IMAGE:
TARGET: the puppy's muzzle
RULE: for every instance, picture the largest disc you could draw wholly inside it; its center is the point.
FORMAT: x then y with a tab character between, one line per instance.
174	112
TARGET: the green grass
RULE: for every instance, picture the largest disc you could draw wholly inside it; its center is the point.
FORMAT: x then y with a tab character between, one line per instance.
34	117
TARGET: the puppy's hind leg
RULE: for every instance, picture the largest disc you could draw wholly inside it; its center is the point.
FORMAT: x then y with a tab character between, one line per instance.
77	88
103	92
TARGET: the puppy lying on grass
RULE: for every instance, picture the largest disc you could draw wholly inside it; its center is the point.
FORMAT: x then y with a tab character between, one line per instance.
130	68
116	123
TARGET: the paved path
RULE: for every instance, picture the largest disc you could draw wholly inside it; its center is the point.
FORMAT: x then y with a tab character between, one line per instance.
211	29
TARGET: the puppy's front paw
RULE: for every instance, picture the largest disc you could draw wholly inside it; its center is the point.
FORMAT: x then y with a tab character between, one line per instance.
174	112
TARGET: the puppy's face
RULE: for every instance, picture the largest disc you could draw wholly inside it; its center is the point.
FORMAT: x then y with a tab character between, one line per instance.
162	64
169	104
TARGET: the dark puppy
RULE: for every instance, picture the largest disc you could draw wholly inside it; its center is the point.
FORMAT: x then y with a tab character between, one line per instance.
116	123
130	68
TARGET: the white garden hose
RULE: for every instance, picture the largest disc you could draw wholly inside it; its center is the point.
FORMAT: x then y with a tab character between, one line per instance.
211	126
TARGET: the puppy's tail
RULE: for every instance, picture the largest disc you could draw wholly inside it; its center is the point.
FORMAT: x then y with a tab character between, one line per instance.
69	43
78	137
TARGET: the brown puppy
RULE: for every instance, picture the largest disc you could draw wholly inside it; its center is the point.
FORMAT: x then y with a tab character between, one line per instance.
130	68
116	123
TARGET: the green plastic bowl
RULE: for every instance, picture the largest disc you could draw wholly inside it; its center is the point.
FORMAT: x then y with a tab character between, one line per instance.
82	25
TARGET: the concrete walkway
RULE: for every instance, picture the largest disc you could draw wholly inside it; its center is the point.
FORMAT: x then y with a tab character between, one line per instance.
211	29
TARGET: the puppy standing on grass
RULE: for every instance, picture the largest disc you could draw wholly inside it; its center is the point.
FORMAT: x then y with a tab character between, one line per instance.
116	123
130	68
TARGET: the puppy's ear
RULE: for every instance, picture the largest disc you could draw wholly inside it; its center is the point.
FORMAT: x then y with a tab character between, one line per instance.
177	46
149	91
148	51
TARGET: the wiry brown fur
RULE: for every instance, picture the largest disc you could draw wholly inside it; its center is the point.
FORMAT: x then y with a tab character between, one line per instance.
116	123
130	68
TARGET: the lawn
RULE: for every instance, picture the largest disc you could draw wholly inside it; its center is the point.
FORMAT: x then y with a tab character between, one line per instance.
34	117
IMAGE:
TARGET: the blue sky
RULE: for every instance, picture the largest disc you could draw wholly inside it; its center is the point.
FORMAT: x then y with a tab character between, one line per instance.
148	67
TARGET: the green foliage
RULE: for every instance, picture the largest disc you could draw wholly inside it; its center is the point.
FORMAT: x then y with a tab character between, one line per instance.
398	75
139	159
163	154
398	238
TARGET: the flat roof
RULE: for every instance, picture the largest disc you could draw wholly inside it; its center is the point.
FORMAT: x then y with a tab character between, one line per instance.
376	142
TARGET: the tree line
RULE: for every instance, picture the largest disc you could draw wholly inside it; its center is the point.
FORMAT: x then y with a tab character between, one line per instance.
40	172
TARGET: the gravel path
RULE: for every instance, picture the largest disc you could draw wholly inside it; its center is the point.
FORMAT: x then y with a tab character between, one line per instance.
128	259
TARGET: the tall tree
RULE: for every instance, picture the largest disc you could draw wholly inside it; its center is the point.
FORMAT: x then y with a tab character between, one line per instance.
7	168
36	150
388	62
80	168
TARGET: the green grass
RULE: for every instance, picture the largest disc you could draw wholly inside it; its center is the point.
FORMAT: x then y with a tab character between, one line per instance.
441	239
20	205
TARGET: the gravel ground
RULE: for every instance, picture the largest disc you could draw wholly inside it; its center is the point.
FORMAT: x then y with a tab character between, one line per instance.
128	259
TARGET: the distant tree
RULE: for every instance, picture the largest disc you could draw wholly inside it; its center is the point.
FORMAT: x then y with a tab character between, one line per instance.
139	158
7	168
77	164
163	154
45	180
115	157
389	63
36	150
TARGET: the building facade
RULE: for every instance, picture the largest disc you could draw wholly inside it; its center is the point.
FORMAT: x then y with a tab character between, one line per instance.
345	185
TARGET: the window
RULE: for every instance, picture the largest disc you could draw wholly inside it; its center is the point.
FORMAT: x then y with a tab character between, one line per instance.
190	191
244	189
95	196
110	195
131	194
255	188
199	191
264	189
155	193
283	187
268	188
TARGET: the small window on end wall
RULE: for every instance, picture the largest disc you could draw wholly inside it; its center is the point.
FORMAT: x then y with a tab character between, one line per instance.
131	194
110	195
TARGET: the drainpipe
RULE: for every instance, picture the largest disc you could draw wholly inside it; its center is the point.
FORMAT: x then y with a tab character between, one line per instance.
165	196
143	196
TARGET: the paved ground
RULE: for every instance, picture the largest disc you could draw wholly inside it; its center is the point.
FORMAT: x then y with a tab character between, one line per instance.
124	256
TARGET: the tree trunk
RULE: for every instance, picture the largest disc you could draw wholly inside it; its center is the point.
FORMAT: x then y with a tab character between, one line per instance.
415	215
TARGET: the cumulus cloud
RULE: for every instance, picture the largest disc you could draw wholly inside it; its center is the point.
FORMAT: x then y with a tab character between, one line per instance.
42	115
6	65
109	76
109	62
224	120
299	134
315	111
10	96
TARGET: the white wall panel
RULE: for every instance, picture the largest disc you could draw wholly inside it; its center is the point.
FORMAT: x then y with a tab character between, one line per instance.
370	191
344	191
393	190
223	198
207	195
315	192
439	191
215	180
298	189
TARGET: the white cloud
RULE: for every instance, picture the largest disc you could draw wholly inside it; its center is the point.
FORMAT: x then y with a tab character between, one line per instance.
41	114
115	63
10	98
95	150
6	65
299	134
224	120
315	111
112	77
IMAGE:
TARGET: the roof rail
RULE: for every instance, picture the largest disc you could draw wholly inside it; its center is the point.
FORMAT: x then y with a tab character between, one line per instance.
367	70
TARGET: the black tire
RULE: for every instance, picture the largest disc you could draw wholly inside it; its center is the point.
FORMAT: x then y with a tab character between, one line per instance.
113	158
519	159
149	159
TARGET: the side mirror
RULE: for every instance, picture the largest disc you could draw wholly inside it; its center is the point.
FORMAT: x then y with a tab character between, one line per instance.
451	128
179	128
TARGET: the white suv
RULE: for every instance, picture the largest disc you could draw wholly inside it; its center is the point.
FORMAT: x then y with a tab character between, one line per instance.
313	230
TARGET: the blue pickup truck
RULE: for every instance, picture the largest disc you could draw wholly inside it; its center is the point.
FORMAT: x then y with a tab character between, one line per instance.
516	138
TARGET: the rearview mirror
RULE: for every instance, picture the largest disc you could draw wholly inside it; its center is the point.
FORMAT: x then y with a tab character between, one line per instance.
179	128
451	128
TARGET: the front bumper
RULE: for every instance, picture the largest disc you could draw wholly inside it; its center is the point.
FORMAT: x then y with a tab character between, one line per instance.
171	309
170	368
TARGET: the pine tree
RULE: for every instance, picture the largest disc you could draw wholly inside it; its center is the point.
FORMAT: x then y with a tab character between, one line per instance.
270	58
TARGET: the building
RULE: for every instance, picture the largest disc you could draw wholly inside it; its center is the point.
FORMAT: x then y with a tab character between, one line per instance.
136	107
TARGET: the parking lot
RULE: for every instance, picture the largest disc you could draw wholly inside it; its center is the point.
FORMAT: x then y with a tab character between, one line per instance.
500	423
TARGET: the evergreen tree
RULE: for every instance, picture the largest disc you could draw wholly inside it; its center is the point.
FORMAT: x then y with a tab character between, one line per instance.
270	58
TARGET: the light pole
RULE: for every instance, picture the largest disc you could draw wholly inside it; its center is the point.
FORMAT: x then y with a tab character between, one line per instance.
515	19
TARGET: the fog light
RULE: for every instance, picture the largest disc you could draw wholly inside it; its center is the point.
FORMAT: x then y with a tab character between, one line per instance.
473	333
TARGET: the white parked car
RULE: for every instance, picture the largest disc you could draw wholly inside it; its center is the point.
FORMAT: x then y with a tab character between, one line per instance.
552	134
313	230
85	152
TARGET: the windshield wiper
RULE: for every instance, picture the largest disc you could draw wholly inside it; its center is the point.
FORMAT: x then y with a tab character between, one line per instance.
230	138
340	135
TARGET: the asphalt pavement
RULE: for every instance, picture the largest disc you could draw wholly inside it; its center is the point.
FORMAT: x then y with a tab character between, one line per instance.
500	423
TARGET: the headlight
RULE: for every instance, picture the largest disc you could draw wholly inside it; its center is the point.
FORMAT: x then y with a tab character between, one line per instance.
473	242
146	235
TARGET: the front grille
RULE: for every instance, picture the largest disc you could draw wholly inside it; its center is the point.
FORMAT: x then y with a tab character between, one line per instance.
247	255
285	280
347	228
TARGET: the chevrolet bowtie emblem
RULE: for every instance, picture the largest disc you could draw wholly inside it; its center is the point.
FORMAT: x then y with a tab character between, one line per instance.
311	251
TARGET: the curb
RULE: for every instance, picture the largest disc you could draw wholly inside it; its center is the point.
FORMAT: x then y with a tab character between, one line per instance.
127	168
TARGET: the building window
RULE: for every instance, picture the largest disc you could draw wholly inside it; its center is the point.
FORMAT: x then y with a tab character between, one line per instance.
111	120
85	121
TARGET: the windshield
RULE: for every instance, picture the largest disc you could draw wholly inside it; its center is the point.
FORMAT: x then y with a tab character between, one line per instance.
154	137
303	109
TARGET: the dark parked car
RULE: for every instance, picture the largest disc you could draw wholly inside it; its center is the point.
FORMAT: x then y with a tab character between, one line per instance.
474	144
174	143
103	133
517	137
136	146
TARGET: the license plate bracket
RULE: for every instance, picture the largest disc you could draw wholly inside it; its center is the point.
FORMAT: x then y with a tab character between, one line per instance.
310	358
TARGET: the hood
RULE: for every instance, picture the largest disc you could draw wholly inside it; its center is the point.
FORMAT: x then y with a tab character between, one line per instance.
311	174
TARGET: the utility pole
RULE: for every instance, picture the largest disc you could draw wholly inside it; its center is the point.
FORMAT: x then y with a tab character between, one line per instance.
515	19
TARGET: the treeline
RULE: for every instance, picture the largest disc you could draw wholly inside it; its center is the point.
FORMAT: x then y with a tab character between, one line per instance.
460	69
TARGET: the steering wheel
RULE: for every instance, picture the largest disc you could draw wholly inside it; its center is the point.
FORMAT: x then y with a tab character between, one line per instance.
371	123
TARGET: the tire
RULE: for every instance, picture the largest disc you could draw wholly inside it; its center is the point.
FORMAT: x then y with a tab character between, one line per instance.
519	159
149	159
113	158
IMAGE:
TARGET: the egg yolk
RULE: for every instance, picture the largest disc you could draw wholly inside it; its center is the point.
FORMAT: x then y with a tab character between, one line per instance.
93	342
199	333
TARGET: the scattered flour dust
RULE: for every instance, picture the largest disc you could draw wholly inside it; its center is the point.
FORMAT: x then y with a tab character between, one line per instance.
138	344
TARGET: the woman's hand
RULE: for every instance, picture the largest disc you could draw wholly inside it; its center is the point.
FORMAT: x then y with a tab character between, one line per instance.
######
## Problem details
Quote only the lines from the line containing "TARGET: the scattered flour dust" through the end of the entries, keeping the first and the last.

## Output of the task
TARGET: the scattered flour dust
RULE: for every instance, picture the largest disc you could draw wholly inside it; its center is the point.
FORMAT: x then y with a tab character between, one line per instance.
138	344
TARGET: the woman's hand
RULE: for every instance, picture the largest disc you could draw wholly inside it; its center is the point.
FORMAT: x then y with a tab character between, one line per instance.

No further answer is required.